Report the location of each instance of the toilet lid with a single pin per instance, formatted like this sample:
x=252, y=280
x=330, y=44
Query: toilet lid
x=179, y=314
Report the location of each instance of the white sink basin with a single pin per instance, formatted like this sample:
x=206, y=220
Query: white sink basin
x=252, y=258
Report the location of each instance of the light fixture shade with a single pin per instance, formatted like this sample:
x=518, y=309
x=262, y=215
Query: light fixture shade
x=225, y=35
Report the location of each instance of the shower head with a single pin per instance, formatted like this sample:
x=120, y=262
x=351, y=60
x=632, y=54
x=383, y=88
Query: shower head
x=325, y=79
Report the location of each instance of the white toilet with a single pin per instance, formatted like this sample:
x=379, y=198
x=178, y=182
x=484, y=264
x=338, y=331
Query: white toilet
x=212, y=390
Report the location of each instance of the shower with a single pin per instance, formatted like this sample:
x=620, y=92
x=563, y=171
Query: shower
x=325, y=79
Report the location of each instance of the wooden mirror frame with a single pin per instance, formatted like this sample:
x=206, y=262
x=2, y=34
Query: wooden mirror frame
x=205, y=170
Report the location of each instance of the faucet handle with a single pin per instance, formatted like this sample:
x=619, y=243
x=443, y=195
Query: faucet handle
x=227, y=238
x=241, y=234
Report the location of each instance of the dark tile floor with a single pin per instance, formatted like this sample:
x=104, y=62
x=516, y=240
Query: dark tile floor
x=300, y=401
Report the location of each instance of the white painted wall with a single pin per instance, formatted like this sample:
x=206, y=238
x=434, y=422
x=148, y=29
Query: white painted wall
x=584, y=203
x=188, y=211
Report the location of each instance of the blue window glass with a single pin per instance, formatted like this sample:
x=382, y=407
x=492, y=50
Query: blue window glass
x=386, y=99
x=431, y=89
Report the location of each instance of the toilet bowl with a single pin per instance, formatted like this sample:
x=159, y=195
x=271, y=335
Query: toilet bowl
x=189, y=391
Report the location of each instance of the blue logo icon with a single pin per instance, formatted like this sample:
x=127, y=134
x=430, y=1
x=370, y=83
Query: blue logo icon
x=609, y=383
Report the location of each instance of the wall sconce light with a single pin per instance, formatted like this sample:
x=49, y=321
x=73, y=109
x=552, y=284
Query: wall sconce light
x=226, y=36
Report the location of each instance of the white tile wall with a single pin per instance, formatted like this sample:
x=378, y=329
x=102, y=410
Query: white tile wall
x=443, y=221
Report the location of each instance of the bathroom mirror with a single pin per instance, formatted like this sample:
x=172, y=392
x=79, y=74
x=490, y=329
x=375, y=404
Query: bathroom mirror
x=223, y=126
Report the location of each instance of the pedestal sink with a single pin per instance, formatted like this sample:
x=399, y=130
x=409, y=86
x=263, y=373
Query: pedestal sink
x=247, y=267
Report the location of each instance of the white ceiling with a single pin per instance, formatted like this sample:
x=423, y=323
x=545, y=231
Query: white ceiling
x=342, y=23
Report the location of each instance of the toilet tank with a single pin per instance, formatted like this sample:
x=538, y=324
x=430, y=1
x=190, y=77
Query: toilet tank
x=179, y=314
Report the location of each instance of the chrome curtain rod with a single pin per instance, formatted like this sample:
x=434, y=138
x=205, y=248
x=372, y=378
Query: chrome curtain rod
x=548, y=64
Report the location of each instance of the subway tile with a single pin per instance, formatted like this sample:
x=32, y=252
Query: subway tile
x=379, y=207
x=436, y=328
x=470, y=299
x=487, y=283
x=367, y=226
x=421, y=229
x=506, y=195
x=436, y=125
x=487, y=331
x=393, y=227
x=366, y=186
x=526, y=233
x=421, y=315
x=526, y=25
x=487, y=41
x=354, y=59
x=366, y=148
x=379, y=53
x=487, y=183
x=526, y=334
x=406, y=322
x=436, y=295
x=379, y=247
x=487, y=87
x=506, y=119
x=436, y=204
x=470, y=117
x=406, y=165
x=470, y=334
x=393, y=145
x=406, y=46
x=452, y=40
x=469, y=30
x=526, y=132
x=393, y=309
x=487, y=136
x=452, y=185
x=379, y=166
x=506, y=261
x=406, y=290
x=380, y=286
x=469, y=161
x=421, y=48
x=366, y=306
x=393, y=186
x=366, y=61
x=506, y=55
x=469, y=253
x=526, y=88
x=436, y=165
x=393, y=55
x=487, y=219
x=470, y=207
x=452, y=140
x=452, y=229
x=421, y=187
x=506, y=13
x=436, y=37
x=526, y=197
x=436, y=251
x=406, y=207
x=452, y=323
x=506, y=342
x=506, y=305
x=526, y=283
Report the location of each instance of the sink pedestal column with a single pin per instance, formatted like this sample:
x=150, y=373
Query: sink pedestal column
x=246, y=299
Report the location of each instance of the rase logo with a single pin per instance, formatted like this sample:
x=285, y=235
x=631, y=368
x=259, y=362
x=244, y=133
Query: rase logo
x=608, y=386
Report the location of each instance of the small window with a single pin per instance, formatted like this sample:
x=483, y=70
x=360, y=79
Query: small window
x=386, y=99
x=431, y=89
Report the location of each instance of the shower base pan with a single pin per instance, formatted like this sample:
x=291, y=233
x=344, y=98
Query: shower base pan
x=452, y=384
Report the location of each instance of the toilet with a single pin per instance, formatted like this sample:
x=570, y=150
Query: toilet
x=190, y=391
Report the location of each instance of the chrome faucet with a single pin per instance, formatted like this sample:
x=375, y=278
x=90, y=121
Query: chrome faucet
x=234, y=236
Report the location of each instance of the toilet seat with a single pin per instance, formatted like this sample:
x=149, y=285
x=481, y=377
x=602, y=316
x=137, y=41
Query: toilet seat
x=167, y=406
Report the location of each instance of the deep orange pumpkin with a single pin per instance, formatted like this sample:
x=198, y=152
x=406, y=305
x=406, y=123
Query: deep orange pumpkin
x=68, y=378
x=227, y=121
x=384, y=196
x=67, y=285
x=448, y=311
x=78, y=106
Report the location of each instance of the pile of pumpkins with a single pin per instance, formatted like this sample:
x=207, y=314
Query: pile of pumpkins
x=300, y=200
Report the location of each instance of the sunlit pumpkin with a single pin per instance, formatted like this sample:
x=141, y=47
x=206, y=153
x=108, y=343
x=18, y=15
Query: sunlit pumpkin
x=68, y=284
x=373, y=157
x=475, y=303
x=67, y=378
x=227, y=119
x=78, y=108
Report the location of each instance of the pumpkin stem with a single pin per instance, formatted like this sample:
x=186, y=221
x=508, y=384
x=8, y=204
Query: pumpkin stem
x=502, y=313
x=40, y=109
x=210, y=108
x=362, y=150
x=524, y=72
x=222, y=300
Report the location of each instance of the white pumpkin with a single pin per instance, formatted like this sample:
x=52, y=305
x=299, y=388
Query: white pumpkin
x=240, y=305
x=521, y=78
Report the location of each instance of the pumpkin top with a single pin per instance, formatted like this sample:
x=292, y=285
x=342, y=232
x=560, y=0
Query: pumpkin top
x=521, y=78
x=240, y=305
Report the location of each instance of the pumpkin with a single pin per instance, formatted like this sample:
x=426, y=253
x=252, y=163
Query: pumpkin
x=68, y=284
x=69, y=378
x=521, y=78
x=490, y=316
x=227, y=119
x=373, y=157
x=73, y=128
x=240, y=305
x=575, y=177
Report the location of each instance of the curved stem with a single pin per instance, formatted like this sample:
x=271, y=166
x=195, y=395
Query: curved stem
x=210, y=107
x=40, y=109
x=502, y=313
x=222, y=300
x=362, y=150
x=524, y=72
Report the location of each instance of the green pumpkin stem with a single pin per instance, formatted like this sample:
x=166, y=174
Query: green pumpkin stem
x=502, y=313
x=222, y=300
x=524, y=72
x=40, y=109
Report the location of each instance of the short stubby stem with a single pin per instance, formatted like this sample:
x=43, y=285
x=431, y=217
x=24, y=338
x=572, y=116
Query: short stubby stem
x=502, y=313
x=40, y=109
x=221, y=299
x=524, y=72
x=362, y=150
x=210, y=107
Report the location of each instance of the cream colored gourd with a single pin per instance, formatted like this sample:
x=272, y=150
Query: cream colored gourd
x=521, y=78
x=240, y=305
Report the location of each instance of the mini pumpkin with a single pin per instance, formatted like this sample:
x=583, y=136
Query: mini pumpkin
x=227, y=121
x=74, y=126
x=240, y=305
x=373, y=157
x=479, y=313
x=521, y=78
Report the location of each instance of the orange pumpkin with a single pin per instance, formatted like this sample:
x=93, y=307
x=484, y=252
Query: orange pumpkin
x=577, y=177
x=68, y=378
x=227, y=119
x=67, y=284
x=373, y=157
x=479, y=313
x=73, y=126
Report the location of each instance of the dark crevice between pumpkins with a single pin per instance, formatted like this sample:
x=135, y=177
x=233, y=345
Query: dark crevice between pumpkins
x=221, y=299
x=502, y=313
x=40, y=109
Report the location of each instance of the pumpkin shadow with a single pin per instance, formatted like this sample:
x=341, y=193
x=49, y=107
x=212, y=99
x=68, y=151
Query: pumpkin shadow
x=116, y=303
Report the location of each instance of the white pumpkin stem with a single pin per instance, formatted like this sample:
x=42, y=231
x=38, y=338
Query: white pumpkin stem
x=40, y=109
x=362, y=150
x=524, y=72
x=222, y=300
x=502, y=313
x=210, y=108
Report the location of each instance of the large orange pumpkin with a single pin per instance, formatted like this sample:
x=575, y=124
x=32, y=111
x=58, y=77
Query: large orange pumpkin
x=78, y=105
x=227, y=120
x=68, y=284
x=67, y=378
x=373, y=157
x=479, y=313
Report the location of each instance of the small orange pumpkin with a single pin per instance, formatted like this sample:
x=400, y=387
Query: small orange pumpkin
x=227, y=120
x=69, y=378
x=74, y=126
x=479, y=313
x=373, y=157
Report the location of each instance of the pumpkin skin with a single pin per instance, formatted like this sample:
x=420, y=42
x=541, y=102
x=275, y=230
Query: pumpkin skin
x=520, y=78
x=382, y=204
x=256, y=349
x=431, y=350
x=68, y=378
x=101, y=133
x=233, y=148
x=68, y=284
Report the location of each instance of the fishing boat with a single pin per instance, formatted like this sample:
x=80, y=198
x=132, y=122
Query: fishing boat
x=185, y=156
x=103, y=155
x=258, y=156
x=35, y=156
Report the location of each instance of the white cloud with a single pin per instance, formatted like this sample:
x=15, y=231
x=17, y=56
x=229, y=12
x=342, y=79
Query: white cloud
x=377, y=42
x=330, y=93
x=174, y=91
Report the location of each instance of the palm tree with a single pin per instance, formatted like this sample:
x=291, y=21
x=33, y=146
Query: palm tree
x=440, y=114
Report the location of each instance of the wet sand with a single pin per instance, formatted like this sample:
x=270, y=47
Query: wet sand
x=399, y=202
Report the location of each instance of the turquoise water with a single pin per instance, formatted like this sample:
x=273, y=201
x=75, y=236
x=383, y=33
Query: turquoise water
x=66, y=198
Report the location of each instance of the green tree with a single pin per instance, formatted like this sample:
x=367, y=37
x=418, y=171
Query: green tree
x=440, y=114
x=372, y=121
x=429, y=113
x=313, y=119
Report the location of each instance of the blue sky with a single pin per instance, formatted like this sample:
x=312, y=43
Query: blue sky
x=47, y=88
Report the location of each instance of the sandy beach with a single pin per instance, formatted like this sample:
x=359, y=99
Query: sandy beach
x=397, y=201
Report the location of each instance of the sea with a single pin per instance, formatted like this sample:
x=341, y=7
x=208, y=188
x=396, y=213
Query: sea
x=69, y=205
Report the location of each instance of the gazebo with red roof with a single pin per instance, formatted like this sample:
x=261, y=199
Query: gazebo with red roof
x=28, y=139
-*-
WORK REQUEST :: Please transcribe, exactly and with nothing added, the lines from the first line of the material above through the line that contains "x=516, y=240".

TASK SOLUTION ::
Report the location of each instance of the toilet lid with a single pin per instance, formatted like this sample:
x=252, y=280
x=330, y=44
Query: toilet lid
x=179, y=314
Report the location of each instance of the white sink basin with a single pin per instance, formatted like this sample:
x=206, y=220
Query: white sink basin
x=252, y=258
Report the location of each instance of the light fixture shade with a single pin per instance, formatted like this sample:
x=518, y=309
x=262, y=215
Query: light fixture shade
x=225, y=35
Report the location of each instance of the shower head with a single pin per instance, formatted like this sample:
x=120, y=262
x=351, y=60
x=632, y=54
x=383, y=88
Query: shower head
x=325, y=79
Report the location of each instance of the white toilet with a single pin per instance, formatted like this sample:
x=379, y=198
x=178, y=182
x=484, y=264
x=338, y=331
Query: white toilet
x=212, y=390
Report the location of each instance of the shower with a single pin per instance, formatted like this sample:
x=620, y=92
x=563, y=171
Query: shower
x=325, y=79
Report the location of each instance of the wooden mirror frame with a single pin per instance, formatted like this sample:
x=206, y=262
x=2, y=34
Query: wooden mirror frame
x=205, y=170
Report the location of each instance of the faucet handle with a single pin per instance, formatted like this sample:
x=619, y=243
x=443, y=195
Query: faucet handle
x=227, y=238
x=241, y=234
Report the location of each instance of the dark tile floor with a single pin per instance, formatted like this sample:
x=104, y=62
x=516, y=240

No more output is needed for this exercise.